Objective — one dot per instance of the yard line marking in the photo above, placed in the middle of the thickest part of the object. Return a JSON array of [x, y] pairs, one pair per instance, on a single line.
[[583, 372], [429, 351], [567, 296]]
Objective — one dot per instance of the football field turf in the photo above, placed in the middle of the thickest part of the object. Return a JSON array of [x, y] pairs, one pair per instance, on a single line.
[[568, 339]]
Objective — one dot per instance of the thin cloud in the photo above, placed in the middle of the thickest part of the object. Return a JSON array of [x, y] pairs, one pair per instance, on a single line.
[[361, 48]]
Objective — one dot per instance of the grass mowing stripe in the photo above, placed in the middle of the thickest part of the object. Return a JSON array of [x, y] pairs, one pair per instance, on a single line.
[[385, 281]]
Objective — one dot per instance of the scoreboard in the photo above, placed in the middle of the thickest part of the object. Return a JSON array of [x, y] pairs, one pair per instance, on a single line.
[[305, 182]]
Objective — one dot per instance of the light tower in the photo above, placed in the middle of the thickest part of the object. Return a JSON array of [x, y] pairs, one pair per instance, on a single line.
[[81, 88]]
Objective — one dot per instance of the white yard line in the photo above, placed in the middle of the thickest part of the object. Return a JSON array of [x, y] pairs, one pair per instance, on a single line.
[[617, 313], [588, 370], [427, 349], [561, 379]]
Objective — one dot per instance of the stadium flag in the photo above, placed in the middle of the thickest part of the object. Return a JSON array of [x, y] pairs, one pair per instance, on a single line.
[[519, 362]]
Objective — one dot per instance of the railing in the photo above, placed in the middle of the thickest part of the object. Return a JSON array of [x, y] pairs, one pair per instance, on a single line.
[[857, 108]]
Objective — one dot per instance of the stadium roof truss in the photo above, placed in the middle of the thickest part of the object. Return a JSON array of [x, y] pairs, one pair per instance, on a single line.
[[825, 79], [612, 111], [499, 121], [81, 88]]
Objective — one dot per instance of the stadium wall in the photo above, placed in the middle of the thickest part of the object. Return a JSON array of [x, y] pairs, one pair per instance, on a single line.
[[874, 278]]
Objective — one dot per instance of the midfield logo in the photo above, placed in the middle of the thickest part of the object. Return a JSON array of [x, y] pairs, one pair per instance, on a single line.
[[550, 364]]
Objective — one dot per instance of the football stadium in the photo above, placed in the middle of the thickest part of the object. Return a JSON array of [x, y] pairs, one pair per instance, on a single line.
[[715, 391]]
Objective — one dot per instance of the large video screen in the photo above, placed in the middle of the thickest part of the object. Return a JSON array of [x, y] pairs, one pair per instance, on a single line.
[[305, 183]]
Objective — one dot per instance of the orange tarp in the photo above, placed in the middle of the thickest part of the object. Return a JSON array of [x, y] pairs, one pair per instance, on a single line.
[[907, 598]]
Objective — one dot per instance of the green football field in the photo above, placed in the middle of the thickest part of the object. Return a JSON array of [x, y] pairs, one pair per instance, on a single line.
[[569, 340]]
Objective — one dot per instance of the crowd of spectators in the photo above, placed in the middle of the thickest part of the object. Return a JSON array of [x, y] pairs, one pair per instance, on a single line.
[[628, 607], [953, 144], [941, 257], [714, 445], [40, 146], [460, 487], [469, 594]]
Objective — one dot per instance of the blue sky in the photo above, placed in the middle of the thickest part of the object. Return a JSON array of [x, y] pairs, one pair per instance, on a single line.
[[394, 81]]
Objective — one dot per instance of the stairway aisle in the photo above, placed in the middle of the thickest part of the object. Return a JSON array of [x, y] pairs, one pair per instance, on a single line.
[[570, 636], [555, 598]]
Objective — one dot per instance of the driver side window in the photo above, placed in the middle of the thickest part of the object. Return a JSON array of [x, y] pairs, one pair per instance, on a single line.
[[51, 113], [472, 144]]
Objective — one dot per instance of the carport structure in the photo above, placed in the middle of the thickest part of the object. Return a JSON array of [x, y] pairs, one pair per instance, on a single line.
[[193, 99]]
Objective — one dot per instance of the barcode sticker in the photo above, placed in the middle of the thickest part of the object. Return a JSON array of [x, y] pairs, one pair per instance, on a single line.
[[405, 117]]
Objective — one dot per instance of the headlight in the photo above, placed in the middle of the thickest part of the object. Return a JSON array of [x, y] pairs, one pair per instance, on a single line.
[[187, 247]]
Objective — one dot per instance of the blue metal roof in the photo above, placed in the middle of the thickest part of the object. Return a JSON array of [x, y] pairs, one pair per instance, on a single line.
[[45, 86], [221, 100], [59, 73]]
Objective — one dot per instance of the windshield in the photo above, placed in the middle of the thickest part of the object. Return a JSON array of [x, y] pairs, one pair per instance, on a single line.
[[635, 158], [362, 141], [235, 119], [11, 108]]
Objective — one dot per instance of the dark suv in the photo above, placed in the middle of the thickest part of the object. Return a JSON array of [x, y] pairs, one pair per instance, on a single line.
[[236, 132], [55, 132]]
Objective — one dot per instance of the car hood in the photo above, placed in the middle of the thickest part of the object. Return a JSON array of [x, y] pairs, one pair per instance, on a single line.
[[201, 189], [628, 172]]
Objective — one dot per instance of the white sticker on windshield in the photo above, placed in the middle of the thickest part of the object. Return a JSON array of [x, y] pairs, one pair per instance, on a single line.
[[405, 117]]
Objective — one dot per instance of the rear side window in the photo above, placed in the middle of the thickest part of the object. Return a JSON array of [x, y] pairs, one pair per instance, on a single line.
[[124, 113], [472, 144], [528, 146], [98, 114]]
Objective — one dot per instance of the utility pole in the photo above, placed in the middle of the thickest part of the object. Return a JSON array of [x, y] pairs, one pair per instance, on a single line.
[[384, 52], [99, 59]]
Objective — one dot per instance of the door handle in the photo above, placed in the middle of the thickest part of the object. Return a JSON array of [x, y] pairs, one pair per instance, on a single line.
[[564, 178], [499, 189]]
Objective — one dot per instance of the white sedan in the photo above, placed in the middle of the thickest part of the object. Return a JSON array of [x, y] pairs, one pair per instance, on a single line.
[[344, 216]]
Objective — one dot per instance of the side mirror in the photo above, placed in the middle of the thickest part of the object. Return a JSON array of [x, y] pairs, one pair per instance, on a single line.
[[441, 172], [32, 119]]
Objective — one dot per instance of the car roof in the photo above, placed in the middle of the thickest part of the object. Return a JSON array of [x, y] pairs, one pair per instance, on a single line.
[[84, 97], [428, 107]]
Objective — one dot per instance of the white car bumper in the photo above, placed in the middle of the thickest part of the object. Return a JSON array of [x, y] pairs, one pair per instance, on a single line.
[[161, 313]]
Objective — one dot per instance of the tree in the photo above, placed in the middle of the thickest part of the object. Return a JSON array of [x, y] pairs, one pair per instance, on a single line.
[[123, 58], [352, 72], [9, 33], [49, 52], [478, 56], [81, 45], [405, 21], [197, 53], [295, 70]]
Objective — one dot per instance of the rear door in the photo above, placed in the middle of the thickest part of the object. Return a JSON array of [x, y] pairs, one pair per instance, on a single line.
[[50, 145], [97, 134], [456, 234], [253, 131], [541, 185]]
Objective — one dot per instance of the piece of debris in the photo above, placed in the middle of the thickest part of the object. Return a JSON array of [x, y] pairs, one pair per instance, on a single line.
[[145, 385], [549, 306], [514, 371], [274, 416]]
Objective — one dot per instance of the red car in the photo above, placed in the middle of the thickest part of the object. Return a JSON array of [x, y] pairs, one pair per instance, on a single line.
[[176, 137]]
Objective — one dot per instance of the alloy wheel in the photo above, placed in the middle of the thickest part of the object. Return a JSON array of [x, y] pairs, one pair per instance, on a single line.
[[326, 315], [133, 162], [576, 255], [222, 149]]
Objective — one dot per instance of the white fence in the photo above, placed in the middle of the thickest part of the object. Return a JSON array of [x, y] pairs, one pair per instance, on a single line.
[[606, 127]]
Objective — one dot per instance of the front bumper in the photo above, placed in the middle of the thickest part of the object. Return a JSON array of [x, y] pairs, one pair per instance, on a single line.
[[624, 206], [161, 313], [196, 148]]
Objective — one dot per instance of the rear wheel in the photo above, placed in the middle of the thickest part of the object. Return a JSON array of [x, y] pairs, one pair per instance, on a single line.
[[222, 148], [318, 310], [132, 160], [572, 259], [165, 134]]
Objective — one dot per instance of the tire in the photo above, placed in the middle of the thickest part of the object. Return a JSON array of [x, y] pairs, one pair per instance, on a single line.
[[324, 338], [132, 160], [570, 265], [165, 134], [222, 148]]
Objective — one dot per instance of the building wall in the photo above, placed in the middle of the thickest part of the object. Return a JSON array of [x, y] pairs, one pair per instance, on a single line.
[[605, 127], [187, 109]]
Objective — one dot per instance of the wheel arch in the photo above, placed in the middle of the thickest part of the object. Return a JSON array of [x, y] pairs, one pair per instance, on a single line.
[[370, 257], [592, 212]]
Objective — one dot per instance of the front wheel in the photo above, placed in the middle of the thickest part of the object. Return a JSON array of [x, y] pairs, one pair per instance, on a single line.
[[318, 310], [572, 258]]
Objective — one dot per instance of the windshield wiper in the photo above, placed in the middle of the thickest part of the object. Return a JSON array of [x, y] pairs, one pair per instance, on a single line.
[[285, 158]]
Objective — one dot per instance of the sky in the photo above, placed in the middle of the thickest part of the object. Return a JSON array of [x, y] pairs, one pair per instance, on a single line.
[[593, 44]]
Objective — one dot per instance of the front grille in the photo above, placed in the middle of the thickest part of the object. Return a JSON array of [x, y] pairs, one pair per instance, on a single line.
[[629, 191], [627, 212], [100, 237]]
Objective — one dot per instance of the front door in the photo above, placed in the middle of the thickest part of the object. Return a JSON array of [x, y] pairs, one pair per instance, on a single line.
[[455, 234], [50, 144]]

* * *

## Exercise objective:
Starting from the line containing "Objective — one dot per instance of the windshield wiper" and ending with the final line of the data, reproduce each line exactly as it appears, including no other lines.

## The answer:
Objective — one dot per instance of the windshield wiper in the photo above, placed in the middle of the thickest part of the object. Return a JSON array of [x, y] pairs, one pair per instance, on a single line.
[[285, 158]]
Objective — one dot per instance of the sky in the photo above, placed in the middle of the thickest part of the object. Return a JSON array of [x, y] pairs, one pair per instance, on a single line.
[[593, 44]]
Objective — one dot per instance of the front grille in the photo above, placed in the middle of the thickest part of the object. Return a JSON array of [x, y] pairs, one pair per instance, on a single line.
[[629, 191], [627, 212], [100, 237]]
Objective — one dot per instance of the front door in the photo above, placed in the middle of the thickest part of the object. Return a JSON array of [x, y] pairs, one pair per instance, on a single line.
[[455, 234], [50, 144]]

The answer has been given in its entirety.